**Problem statement**
Look through the data below and report how many lines include "window". Only the number should be given.

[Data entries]
--*--

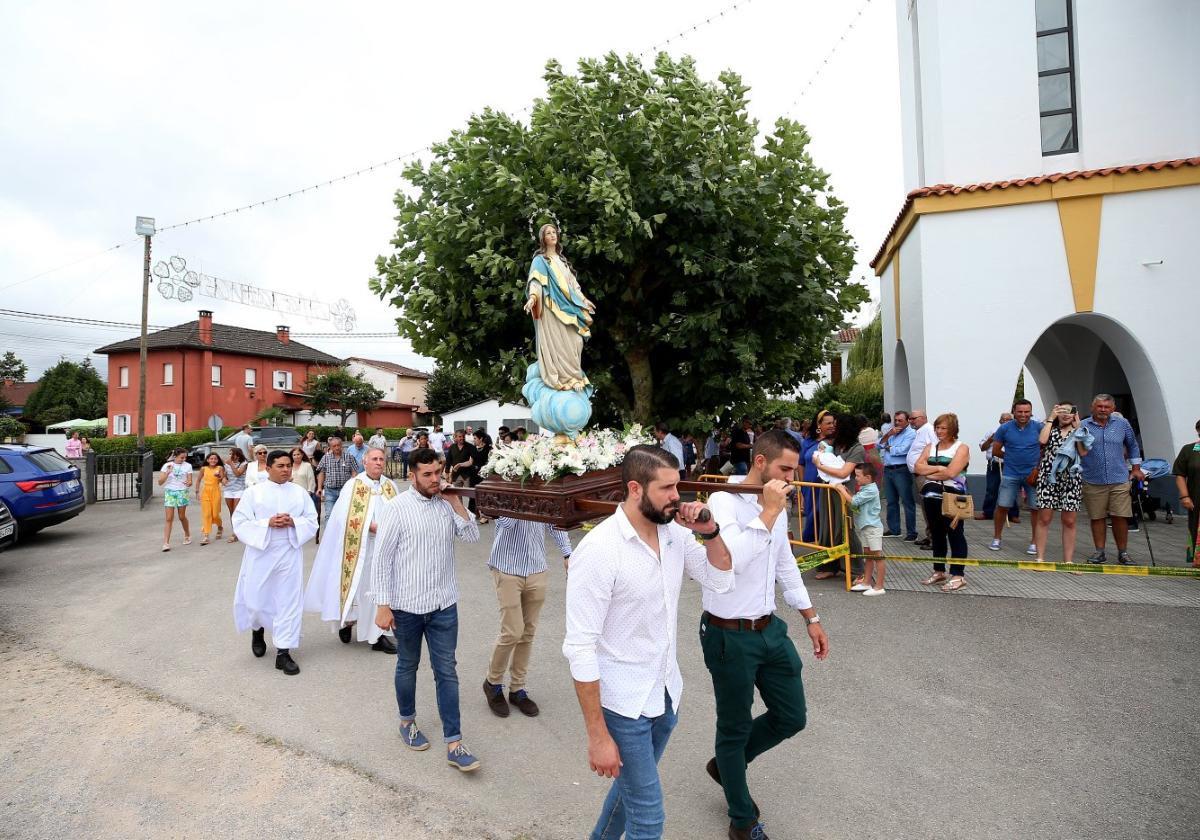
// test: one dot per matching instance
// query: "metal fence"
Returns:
(111, 478)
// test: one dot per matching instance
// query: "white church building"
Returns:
(1051, 155)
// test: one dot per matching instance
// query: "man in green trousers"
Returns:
(744, 642)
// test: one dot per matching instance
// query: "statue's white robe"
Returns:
(324, 591)
(270, 585)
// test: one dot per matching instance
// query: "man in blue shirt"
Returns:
(894, 445)
(1107, 477)
(1019, 443)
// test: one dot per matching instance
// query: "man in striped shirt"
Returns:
(413, 582)
(519, 570)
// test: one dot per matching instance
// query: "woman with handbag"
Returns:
(1063, 492)
(943, 465)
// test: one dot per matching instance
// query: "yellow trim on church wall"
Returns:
(1096, 185)
(1080, 219)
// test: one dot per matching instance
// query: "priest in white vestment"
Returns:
(274, 520)
(340, 582)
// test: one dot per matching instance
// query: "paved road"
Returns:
(936, 715)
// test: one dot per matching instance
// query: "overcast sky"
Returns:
(112, 111)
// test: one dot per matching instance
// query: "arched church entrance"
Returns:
(1087, 354)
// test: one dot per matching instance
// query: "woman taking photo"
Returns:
(943, 463)
(213, 477)
(235, 484)
(1063, 493)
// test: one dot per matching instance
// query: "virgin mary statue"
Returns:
(562, 316)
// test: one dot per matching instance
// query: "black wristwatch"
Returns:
(708, 537)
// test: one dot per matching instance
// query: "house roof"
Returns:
(228, 340)
(399, 370)
(1054, 178)
(18, 393)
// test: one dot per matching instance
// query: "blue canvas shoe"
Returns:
(461, 759)
(413, 737)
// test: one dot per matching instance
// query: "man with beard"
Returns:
(622, 610)
(414, 583)
(341, 574)
(745, 646)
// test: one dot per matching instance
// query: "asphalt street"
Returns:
(935, 715)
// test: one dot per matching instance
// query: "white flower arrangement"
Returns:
(541, 457)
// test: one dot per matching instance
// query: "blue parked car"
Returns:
(39, 487)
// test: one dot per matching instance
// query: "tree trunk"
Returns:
(639, 360)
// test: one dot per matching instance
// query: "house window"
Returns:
(1056, 77)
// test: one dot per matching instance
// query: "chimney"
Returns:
(205, 327)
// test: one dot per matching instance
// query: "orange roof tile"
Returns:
(1054, 178)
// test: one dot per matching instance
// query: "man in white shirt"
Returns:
(744, 643)
(670, 443)
(622, 622)
(924, 437)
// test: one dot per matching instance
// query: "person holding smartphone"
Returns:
(1065, 495)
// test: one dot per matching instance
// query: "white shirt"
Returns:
(760, 558)
(623, 609)
(673, 445)
(925, 436)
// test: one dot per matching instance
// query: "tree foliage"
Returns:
(449, 388)
(341, 393)
(719, 269)
(66, 391)
(12, 367)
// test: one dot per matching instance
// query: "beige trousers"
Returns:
(520, 599)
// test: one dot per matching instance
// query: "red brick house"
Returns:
(199, 369)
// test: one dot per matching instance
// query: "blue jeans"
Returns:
(634, 805)
(898, 489)
(441, 630)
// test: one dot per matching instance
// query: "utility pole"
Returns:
(144, 229)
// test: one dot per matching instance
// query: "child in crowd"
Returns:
(864, 507)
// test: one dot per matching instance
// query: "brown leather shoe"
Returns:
(755, 832)
(522, 700)
(496, 701)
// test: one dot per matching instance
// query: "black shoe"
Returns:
(496, 701)
(714, 773)
(384, 646)
(285, 663)
(755, 832)
(522, 700)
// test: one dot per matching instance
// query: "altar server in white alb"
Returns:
(274, 521)
(340, 582)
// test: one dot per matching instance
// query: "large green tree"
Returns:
(718, 258)
(66, 391)
(12, 367)
(341, 393)
(449, 388)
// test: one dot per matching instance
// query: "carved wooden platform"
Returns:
(555, 502)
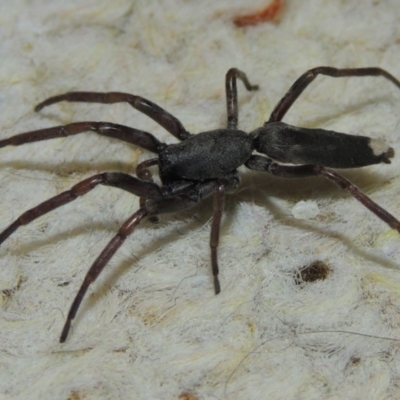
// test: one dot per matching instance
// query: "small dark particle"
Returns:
(316, 271)
(271, 13)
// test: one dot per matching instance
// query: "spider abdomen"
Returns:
(207, 155)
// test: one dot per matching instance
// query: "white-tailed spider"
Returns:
(205, 164)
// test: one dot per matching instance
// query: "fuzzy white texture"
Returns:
(151, 327)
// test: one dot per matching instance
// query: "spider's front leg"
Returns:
(147, 107)
(298, 87)
(114, 179)
(134, 136)
(231, 94)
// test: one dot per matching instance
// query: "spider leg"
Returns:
(219, 197)
(301, 83)
(260, 163)
(231, 94)
(151, 207)
(115, 179)
(101, 261)
(152, 110)
(134, 136)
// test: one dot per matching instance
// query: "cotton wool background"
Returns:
(151, 326)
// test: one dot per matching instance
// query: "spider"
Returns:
(205, 164)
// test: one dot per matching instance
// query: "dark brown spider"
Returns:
(206, 164)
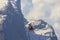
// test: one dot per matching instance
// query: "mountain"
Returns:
(13, 23)
(41, 30)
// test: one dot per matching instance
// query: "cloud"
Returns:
(57, 26)
(41, 8)
(3, 3)
(55, 14)
(58, 36)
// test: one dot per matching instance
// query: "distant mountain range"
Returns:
(42, 30)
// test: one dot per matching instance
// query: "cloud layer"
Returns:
(48, 10)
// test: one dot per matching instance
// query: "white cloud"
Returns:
(3, 3)
(23, 5)
(36, 11)
(57, 26)
(58, 36)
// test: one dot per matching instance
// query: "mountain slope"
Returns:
(42, 30)
(13, 25)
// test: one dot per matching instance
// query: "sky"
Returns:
(47, 10)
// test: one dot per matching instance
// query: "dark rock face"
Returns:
(13, 25)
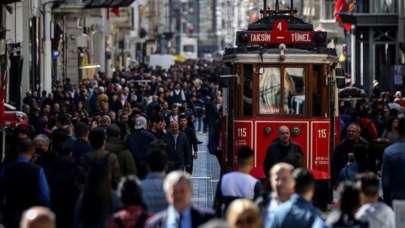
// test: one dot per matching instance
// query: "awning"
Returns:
(108, 3)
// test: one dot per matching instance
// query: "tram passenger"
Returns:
(283, 150)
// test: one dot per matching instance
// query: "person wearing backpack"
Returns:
(97, 140)
(134, 213)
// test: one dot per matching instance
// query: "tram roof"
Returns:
(272, 56)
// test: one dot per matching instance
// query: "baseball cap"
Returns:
(140, 122)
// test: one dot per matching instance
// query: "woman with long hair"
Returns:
(243, 213)
(391, 134)
(134, 213)
(349, 203)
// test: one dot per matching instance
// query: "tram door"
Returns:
(276, 95)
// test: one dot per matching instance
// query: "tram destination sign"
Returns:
(280, 35)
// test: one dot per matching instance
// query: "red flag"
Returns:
(3, 86)
(344, 6)
(116, 11)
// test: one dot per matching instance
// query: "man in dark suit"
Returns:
(192, 140)
(180, 156)
(180, 213)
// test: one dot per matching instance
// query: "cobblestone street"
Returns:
(205, 175)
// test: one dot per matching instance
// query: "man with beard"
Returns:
(192, 140)
(353, 144)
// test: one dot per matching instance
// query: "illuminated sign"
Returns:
(280, 35)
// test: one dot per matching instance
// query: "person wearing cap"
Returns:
(178, 148)
(38, 217)
(116, 146)
(138, 143)
(102, 97)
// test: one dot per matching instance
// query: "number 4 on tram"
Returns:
(280, 73)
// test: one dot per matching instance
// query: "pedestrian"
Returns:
(97, 139)
(158, 127)
(178, 148)
(44, 157)
(152, 185)
(138, 142)
(239, 183)
(390, 134)
(282, 183)
(377, 214)
(117, 146)
(349, 203)
(97, 202)
(283, 150)
(134, 213)
(181, 212)
(38, 217)
(81, 146)
(15, 179)
(393, 166)
(192, 141)
(298, 211)
(242, 213)
(340, 156)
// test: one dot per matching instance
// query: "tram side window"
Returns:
(319, 93)
(270, 90)
(294, 91)
(247, 90)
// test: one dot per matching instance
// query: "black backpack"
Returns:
(139, 224)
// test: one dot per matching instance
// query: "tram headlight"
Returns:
(282, 48)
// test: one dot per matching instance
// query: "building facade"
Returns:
(377, 37)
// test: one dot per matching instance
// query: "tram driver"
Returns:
(283, 150)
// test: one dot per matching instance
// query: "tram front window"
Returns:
(294, 91)
(270, 90)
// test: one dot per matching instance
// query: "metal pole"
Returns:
(47, 77)
(3, 144)
(353, 54)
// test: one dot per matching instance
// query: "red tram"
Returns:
(280, 73)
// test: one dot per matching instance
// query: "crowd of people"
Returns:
(119, 153)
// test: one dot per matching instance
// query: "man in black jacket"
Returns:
(179, 152)
(138, 143)
(180, 212)
(353, 144)
(283, 150)
(192, 140)
(22, 185)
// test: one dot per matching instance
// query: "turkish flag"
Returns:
(116, 11)
(341, 6)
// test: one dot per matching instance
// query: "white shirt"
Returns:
(238, 184)
(378, 215)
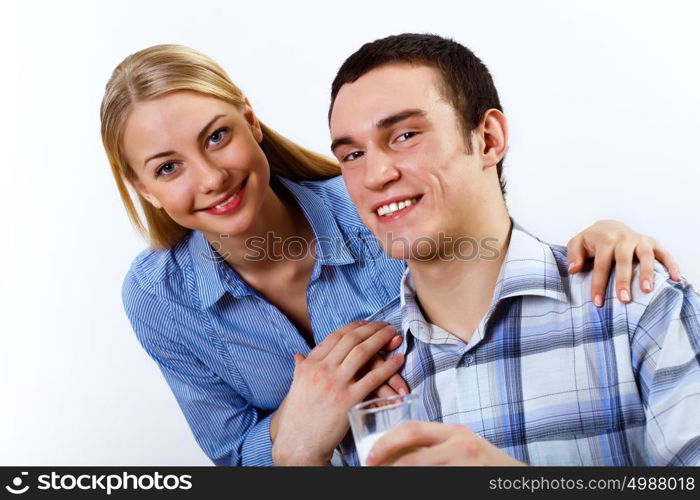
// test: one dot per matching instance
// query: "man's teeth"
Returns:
(395, 207)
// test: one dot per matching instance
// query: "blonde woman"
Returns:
(259, 269)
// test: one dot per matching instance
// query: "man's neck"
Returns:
(455, 294)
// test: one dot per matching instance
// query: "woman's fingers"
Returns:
(576, 253)
(665, 257)
(380, 333)
(624, 257)
(363, 352)
(601, 273)
(321, 350)
(376, 377)
(645, 254)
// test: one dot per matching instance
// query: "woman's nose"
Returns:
(211, 177)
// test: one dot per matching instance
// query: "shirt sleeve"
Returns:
(227, 428)
(666, 354)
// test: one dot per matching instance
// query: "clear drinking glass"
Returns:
(371, 419)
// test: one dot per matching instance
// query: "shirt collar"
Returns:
(214, 277)
(331, 246)
(529, 268)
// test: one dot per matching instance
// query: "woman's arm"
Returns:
(228, 429)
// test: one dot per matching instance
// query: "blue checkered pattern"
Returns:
(553, 380)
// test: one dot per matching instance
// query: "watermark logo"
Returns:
(16, 488)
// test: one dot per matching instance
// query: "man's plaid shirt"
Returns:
(553, 380)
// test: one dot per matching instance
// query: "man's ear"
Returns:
(493, 130)
(252, 120)
(138, 186)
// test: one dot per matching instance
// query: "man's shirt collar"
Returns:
(529, 268)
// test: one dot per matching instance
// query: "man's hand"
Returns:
(427, 443)
(609, 240)
(335, 375)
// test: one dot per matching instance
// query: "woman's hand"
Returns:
(609, 240)
(430, 443)
(335, 375)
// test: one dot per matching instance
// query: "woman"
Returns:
(256, 256)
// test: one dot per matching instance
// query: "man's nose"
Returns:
(211, 177)
(380, 170)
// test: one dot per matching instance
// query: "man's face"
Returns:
(404, 159)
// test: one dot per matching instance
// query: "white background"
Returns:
(604, 111)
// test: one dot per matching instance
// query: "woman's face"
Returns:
(198, 158)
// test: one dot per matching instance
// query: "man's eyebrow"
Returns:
(384, 123)
(341, 141)
(399, 117)
(200, 136)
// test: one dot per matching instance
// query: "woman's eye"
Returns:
(353, 156)
(406, 136)
(166, 169)
(217, 137)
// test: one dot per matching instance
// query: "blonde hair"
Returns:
(161, 69)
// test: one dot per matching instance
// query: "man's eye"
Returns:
(166, 169)
(406, 136)
(353, 156)
(217, 137)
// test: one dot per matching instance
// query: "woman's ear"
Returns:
(494, 134)
(141, 189)
(252, 120)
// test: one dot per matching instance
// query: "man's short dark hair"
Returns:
(467, 83)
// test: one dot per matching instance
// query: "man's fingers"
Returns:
(624, 256)
(601, 273)
(398, 384)
(384, 391)
(405, 438)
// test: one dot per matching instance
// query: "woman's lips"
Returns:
(229, 205)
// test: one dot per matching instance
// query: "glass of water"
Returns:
(371, 419)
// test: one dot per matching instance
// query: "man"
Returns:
(516, 364)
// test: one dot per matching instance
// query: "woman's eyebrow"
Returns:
(200, 136)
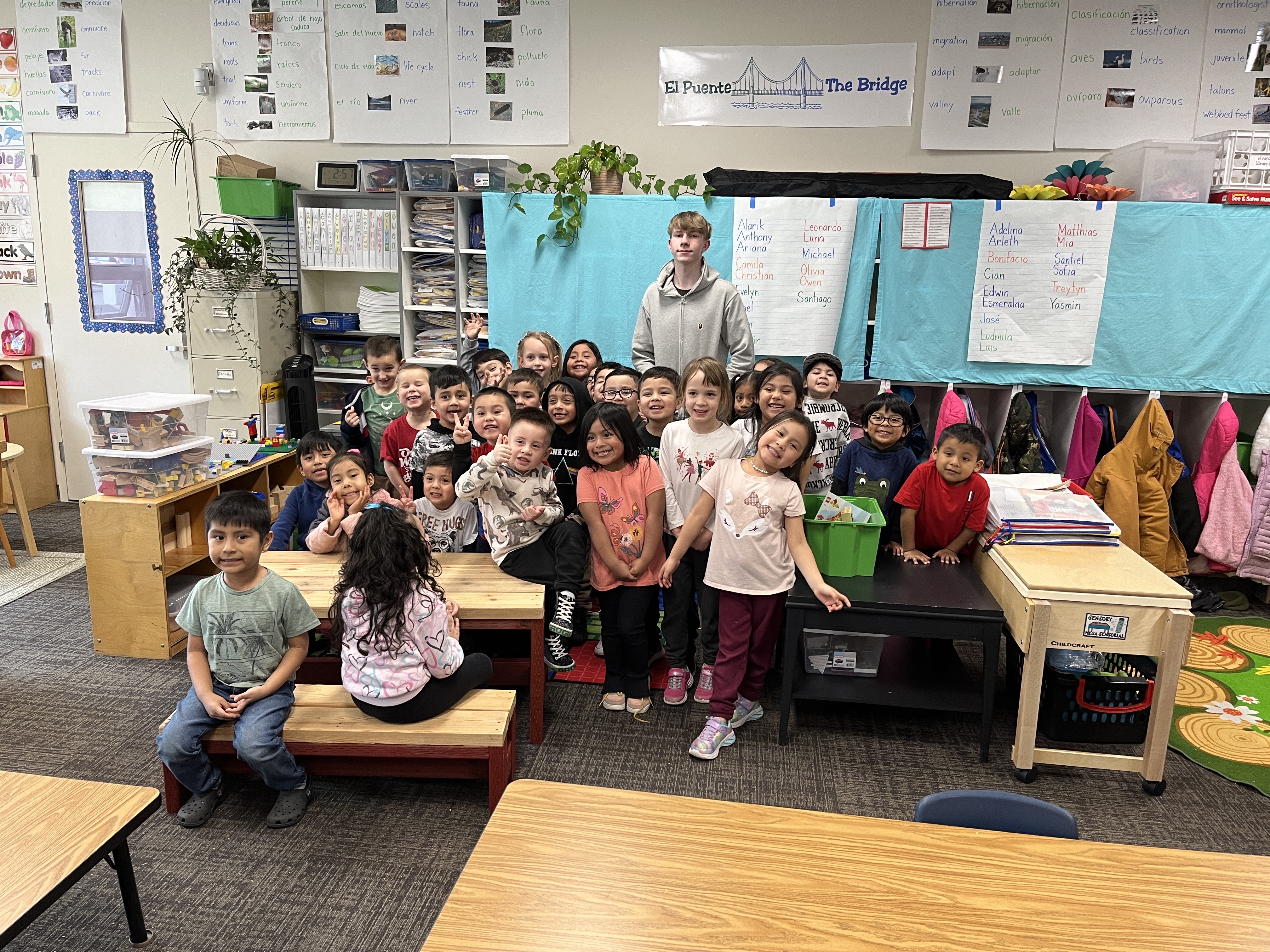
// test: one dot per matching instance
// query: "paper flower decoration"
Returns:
(1080, 174)
(1042, 192)
(1105, 193)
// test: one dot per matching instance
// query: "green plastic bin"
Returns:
(256, 199)
(844, 549)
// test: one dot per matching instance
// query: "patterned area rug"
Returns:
(35, 573)
(1223, 700)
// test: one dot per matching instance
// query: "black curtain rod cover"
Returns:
(742, 183)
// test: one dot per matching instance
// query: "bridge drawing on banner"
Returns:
(755, 86)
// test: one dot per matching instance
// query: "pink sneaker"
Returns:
(705, 687)
(678, 686)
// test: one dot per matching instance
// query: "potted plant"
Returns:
(603, 167)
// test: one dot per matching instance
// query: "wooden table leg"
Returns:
(1029, 691)
(1178, 631)
(538, 680)
(20, 501)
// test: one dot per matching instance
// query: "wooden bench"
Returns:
(326, 733)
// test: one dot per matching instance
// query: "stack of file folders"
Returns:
(1039, 509)
(433, 223)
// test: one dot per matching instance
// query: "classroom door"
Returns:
(96, 364)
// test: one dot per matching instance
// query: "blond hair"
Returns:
(714, 376)
(690, 221)
(553, 347)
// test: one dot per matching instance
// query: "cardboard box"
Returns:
(239, 167)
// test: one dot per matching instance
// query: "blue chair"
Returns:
(996, 810)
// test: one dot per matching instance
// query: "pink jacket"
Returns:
(1084, 451)
(952, 411)
(1230, 516)
(1221, 437)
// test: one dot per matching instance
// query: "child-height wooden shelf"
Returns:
(135, 558)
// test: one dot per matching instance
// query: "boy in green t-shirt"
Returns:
(375, 405)
(248, 635)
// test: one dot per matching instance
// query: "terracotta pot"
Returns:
(606, 183)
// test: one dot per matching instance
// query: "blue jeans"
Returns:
(257, 739)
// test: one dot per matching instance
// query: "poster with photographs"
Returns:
(1235, 87)
(1130, 73)
(993, 74)
(389, 76)
(510, 71)
(271, 69)
(73, 65)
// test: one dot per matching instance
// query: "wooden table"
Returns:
(921, 609)
(769, 879)
(1061, 597)
(53, 832)
(487, 598)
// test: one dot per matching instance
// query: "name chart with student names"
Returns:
(790, 262)
(1039, 282)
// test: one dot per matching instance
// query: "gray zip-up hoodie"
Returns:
(709, 322)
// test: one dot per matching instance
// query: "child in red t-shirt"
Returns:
(945, 499)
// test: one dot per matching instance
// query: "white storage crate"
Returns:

--*--

**Output for this exercise**
3